## Study text
»»
The last question is difficult for me to answer, because I’m biased: I don’t care.  I know enough to know that I probably should care, but I really don’t.  That doesn’t matter, though.   Akunin cares.

As Stephen M. Norris points out in a forthcoming article, Akunin is filling in the blank spots in a historical episode without actually providing a counterfactual narrative.  That is, there are moments in the Crimean War that are puzzling, and Akunin’s novel gives a fanciful explanation for why that is so. His choices have a deflating effect on the war’s acknowledged (Russian) heroes, such as S(k)obolev, while potentially adding to the mystique of Akunin’s own hero, Fandorin, who unlike Sobolev, has the decency to be entirely fictional. If he weren’t, The Turkish Gambit could have been the Crimean War equivalent of Rosencrantz and Guildenstern Are Dead:  a story of the little people’s escapades against the backdrop of big events.

Instead, The Turkish Gambit is a kind of historical fan fiction, which could have turned Fandorin into a classic “Mary Sue” (the authorial wish fulfillment stand-in who does everything perfectly and is admired by all).  Fortunately, as we’ve already seen, Fandorin is far less effective here than he was in the last novel (which, come to think of it, is saying a lot).  More to the point, he is still not quite the master sleuth he will be in later books.

Even without resorting to a Fandorin ex machina, though, Akunin’s transformation of the Crimean War into a spy plot threatens to drain all the contingency out of the history he is describing in order to transform it into a compelling novel. As I point out in Plots against Russia (operators are standing by while supplies last), there is an inevitable commonality between conspiracy theories and well-crafted novels:  nothing happens by accident.  Thus the big battles at the end of the Crimean War cannot be simply battles; rather, they are IRL skirmishes advancing a larger virtual, geopolitical conflict.

As Mizinov explains to the tsar in Chapter 11:

“Sire, with the capture of Plevna the war has entered its concluding phase. The final victory over the Turks is only a matter of weeks away. I emphasize: over the Turks. But we must avoid the same thing happening as in fifty-three, when we began with a war against the Turks and ended up fighting the whole of Europe.”
««
## Task list
- A) Answer these questions using the commentary on The Turkish Gambit:
(i) Whose forthcoming article notes that Akunin is filling in the blank spots in a historical episode?
(ii) What does the commentary say conspiracy theories and well-crafted novels have in common?
(iii) In which chapter does Mizinov explain the war's situation to the tsar?
- B) Quote the commentary on The Turkish Gambit, starting with "The last question" and going on through "though.   Akunin cares.".
- C) Rewrite the paragraph of the commentary on The Turkish Gambit that begins "Instead, The Turkish Gambit is a kind of historical fan fiction" as a short list that keeps its main facts.

Data extracted from a collection
»»
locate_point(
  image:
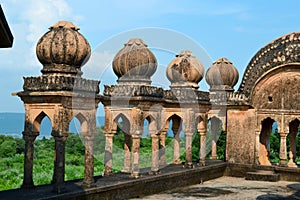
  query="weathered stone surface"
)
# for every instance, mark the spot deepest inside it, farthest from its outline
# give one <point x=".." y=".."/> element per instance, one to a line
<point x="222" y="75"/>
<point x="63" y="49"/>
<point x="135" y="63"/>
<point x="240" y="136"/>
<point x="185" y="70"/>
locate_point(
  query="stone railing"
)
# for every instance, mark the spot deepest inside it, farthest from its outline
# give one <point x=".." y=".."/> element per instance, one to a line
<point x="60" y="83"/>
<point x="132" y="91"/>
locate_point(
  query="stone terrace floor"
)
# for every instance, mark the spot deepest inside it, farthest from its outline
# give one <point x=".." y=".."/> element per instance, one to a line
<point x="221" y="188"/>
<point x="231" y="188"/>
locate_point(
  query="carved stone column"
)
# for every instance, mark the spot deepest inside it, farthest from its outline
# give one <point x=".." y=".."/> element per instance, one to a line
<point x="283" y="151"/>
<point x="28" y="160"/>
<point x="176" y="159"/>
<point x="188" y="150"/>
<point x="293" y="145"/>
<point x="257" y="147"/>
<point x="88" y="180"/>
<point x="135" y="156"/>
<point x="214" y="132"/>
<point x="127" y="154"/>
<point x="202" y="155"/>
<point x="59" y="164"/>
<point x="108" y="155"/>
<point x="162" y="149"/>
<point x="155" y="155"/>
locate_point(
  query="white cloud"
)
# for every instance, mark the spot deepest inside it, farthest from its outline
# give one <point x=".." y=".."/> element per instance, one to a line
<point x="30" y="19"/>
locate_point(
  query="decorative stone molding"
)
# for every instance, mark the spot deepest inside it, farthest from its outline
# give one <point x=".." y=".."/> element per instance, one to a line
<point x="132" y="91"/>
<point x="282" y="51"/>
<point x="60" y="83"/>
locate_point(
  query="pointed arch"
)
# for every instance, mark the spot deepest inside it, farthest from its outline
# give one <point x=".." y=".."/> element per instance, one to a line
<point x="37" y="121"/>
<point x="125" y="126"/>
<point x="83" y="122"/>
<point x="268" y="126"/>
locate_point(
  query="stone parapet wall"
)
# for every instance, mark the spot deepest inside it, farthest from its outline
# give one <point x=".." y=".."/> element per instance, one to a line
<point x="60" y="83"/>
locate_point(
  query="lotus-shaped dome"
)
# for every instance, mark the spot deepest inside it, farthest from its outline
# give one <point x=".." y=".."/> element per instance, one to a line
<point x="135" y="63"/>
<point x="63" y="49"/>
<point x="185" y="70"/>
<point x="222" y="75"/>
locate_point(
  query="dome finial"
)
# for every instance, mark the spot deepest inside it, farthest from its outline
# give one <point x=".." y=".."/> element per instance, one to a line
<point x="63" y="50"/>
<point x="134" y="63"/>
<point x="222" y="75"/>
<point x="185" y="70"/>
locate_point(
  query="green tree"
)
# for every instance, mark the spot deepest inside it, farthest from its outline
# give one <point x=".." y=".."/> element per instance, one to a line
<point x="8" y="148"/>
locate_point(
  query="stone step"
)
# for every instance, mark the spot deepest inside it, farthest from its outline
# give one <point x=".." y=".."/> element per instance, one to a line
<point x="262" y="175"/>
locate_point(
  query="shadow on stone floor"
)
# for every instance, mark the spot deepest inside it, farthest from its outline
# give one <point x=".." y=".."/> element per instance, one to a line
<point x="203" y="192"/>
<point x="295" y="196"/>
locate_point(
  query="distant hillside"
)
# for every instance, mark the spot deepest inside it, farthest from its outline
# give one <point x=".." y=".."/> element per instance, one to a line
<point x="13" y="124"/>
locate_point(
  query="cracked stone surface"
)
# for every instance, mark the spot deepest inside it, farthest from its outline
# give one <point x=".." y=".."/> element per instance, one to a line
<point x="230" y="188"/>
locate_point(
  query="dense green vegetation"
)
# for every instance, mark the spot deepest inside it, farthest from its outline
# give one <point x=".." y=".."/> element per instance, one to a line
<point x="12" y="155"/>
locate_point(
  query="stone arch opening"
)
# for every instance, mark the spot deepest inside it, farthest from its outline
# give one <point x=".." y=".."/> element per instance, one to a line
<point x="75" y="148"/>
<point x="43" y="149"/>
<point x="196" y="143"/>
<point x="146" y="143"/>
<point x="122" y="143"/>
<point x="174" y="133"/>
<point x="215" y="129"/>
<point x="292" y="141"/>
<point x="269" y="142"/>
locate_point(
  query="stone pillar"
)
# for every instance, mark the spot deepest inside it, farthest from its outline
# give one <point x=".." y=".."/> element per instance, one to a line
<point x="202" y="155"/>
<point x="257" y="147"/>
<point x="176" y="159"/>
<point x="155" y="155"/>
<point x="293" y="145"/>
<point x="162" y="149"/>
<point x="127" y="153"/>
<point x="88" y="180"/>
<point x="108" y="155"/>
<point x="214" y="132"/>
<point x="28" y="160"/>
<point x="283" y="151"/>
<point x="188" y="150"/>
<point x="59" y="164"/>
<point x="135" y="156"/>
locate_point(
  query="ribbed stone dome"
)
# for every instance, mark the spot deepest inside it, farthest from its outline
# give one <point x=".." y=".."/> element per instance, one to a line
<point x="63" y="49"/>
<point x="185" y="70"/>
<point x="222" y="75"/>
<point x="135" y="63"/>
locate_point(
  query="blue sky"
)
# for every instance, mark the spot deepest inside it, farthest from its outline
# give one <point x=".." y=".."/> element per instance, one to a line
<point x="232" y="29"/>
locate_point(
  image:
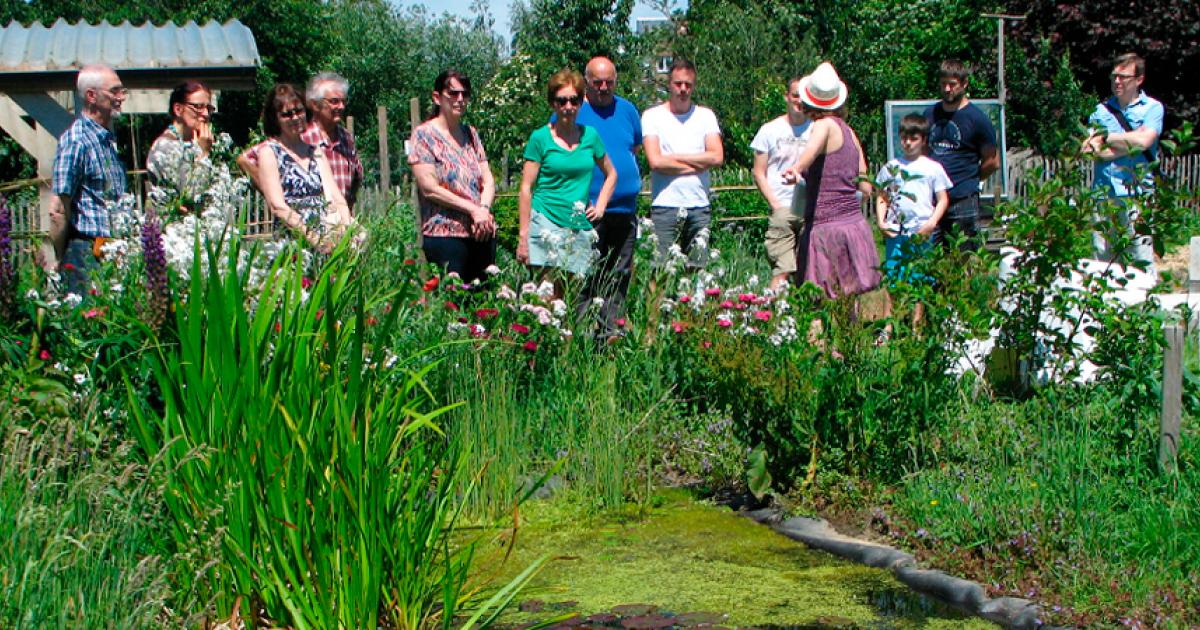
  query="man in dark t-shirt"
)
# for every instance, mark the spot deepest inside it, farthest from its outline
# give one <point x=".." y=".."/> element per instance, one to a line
««
## Expected results
- A)
(i) Stephen M. Norris
(ii) Nothing happens by accident.
(iii) Chapter 11

- B)
The last question is difficult for me to answer, because I’m biased: I don’t care.  I know enough to know that I probably should care, but I really don’t.  That doesn’t matter, though.   Akunin cares.

- C)
- The Turkish Gambit is a kind of historical fan fiction.
- That could have turned Fandorin into a classic "Mary Sue," the authorial wish-fulfillment stand-in who does everything perfectly and is admired by all.
- Fandorin is far less effective here than he was in the last novel.
- He is still not quite the master sleuth he will be in later books.